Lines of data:
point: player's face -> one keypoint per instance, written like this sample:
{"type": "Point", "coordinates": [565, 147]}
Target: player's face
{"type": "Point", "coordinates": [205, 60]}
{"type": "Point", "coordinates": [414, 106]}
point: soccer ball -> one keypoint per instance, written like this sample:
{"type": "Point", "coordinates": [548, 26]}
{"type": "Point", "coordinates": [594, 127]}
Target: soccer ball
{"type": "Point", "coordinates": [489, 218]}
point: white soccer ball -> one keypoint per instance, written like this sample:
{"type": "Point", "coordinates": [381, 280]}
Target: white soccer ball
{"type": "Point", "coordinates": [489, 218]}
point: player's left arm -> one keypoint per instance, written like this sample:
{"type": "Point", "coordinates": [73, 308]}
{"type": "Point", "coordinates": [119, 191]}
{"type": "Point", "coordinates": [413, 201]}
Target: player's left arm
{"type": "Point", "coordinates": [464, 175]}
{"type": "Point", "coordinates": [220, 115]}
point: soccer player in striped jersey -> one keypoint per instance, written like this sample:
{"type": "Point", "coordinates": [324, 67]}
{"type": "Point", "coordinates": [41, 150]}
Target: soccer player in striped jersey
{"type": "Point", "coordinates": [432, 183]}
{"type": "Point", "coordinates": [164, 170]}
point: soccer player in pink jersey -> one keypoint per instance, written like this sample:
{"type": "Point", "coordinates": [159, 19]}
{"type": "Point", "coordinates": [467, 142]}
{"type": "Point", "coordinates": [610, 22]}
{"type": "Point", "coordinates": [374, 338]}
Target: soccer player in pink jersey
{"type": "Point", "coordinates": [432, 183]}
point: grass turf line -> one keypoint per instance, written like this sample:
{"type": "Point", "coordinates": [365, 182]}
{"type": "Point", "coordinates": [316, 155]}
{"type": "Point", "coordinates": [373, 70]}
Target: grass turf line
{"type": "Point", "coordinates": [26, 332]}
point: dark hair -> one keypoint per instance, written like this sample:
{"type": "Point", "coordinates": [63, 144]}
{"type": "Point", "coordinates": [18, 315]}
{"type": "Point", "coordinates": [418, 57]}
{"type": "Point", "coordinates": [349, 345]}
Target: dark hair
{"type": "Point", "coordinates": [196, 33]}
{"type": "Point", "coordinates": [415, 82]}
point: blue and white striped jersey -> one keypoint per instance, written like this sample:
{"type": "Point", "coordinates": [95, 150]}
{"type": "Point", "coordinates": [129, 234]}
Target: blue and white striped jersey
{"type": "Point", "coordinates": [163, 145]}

Problem statement: Please convert the lines of data above into a JSON list of strings, one string per line, leaving out any blank lines.

Exercise solution:
[
  "point: player's face -> one keypoint per instance, written like this sample:",
  "{\"type\": \"Point\", \"coordinates\": [565, 147]}",
  "Target: player's face",
  "{\"type\": \"Point\", \"coordinates\": [205, 60]}",
  "{\"type\": \"Point\", \"coordinates\": [414, 106]}",
  "point: soccer ball -> one keypoint per instance, written like this sample:",
  "{\"type\": \"Point\", \"coordinates\": [548, 26]}",
  "{\"type\": \"Point\", \"coordinates\": [594, 127]}",
  "Target: soccer ball",
  "{\"type\": \"Point\", \"coordinates\": [489, 218]}",
  "point: white soccer ball -> one keypoint per instance, written like this sample:",
  "{\"type\": \"Point\", \"coordinates\": [381, 280]}",
  "Target: white soccer ball",
  "{\"type\": \"Point\", \"coordinates\": [489, 218]}",
  "point: player's left arm -> one keypoint per instance, written like this sample:",
  "{\"type\": \"Point\", \"coordinates\": [73, 308]}",
  "{\"type\": \"Point\", \"coordinates\": [119, 191]}",
  "{\"type\": \"Point\", \"coordinates\": [413, 201]}",
  "Target: player's left arm",
  "{\"type\": \"Point\", \"coordinates\": [464, 175]}",
  "{\"type\": \"Point\", \"coordinates\": [220, 115]}",
  "point: soccer player in striped jersey -> one keypoint per instance, written like this sample:",
  "{\"type\": \"Point\", \"coordinates\": [324, 67]}",
  "{\"type\": \"Point\", \"coordinates\": [41, 150]}",
  "Target: soccer player in striped jersey",
  "{\"type\": \"Point\", \"coordinates\": [432, 183]}",
  "{\"type\": \"Point\", \"coordinates\": [164, 170]}",
  "point: soccer player in pink jersey -> one keypoint per instance, written like this sample:",
  "{\"type\": \"Point\", \"coordinates\": [159, 19]}",
  "{\"type\": \"Point\", \"coordinates\": [467, 142]}",
  "{\"type\": \"Point\", \"coordinates\": [610, 22]}",
  "{\"type\": \"Point\", \"coordinates\": [374, 338]}",
  "Target: soccer player in pink jersey",
  "{\"type\": \"Point\", \"coordinates\": [432, 183]}",
  "point: grass turf line -> one keypoint per instance, written like this sample:",
  "{\"type\": \"Point\", \"coordinates\": [365, 182]}",
  "{\"type\": \"Point\", \"coordinates\": [316, 155]}",
  "{\"type\": \"Point\", \"coordinates\": [373, 70]}",
  "Target: grass turf line",
  "{\"type\": \"Point\", \"coordinates\": [26, 332]}",
  "point: dark hair -> one keypoint per instance, written like this sample:",
  "{\"type\": \"Point\", \"coordinates\": [63, 144]}",
  "{\"type\": \"Point\", \"coordinates\": [18, 315]}",
  "{\"type\": \"Point\", \"coordinates\": [418, 57]}",
  "{\"type\": \"Point\", \"coordinates\": [349, 345]}",
  "Target: dark hair",
  "{\"type\": \"Point\", \"coordinates\": [196, 33]}",
  "{\"type\": \"Point\", \"coordinates\": [415, 82]}",
  "point: blue and white striped jersey -> one keypoint per instance, written like this sample:",
  "{\"type\": \"Point\", \"coordinates\": [95, 150]}",
  "{\"type\": \"Point\", \"coordinates\": [129, 234]}",
  "Target: blue and white striped jersey",
  "{\"type\": \"Point\", \"coordinates\": [163, 145]}"
]